> Work instructions: Give back the entries below verbatim.

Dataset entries
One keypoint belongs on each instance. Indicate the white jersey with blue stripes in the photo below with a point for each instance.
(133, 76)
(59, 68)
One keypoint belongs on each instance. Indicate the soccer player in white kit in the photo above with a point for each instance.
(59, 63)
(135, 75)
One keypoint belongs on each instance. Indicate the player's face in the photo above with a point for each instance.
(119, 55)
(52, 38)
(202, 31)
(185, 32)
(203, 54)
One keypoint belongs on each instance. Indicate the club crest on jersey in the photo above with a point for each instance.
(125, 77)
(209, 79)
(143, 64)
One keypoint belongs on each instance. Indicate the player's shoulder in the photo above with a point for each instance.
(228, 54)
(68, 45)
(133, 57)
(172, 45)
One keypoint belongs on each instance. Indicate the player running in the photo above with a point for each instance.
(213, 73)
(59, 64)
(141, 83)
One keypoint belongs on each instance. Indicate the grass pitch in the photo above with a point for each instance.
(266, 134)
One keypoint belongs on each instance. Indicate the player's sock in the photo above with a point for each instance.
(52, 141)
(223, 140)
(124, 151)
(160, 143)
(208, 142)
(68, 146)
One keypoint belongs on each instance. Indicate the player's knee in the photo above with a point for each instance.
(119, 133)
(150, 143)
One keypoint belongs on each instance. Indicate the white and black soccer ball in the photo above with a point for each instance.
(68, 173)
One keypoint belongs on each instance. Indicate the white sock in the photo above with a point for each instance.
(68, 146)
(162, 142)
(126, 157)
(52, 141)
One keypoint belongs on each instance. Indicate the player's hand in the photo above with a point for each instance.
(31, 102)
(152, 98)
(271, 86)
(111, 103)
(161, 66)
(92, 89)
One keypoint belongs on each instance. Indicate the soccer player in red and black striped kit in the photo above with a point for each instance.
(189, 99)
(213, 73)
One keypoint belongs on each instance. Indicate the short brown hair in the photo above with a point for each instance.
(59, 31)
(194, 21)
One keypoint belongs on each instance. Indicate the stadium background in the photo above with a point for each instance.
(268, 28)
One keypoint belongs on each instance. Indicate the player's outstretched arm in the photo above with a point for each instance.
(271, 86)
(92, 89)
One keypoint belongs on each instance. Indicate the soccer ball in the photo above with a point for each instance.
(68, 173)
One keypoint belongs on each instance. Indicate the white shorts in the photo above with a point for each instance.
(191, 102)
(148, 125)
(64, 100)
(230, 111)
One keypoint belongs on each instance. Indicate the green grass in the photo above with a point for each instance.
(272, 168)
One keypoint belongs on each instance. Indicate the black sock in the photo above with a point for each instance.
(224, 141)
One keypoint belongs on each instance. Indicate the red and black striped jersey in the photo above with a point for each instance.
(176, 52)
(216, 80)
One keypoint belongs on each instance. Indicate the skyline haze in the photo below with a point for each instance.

> Output:
One keypoint belongs on each instance. Indicate the white jersey with blue stripes in the photo below with a point for each instance.
(133, 76)
(59, 68)
One keypoint belongs on each instance. Indicate the soccer player in white kit in the photo above with a point for each instance.
(59, 63)
(135, 75)
One keypoint belongs on each instance. Indicate the player's face in the photo above with a point for each instance.
(119, 55)
(52, 38)
(202, 31)
(185, 32)
(203, 54)
One keypoint belongs on each instance. Indicate the club crest on jersey in the photo above with a point for each instance.
(125, 77)
(209, 79)
(143, 64)
One keypoint belongs on each instance. Indicate the player's shoulder in the photo above with a point for each instance.
(228, 54)
(68, 45)
(133, 57)
(172, 45)
One keypoint belongs on each instance. Indicate the player running in the photo above with a point for each instance.
(213, 73)
(59, 64)
(141, 83)
One keypoint belongs on each instance. Indicate the grass pitch in the photo above with a point for each instance.
(266, 134)
One keypoint belongs on each instance. Indicate the player's sock in the photo above with a point for each instance.
(52, 141)
(223, 140)
(124, 151)
(160, 143)
(208, 142)
(68, 146)
One keypoint belongs on each instance. Indicate the player's knee in the photo above with a point for each instance.
(119, 133)
(150, 143)
One keypoint belongs on each instance. Indicate the white and black soccer ball in the photo above with a point for each instance.
(68, 173)
One keypoint belongs on each instance. Indicate the white sock in the photo above with a point for each instance.
(68, 146)
(162, 142)
(126, 157)
(52, 141)
One keypoint belongs on each instance. Indicate the player's hand in the photo above with a point for each instance.
(31, 102)
(152, 98)
(271, 86)
(111, 103)
(161, 66)
(92, 89)
One keypoint belongs on each instance. Indicate the soccer player in red and black striped kit in the photo above with a point for each instance.
(189, 99)
(213, 73)
One keypoint belongs on each instance. Indicate the short brown hair in the photo above with a point for each instance.
(59, 31)
(194, 21)
One keypoint belongs on each instance. Indicate the stadium background in the photo above with a point for each instance.
(268, 28)
One keypoint belongs on each instance. Indicate the player's outstretched arm in the photo above with a point for each instance.
(271, 86)
(92, 89)
One keypoint belongs on each instance. Indicate the soccer ball in the photo above with a point for each instance.
(68, 173)
One keypoint belongs on each instance. Indicate the white shorts in the photo above with a point for each instance.
(191, 102)
(148, 125)
(64, 100)
(230, 111)
One keypoint belongs on each instance. Indicate the green grass in the photo above with a point for each instance.
(272, 168)
One keypoint belongs on each instance. Indicate the black sock in the photo above with a point for each instance.
(224, 141)
One keypoint belongs on each instance. Indicate the red and black striped jersey in the photo above with a point for each instance.
(176, 52)
(216, 80)
One keypoint belongs on each instance. Indicate the skyline haze in the photo below with a point for each instance.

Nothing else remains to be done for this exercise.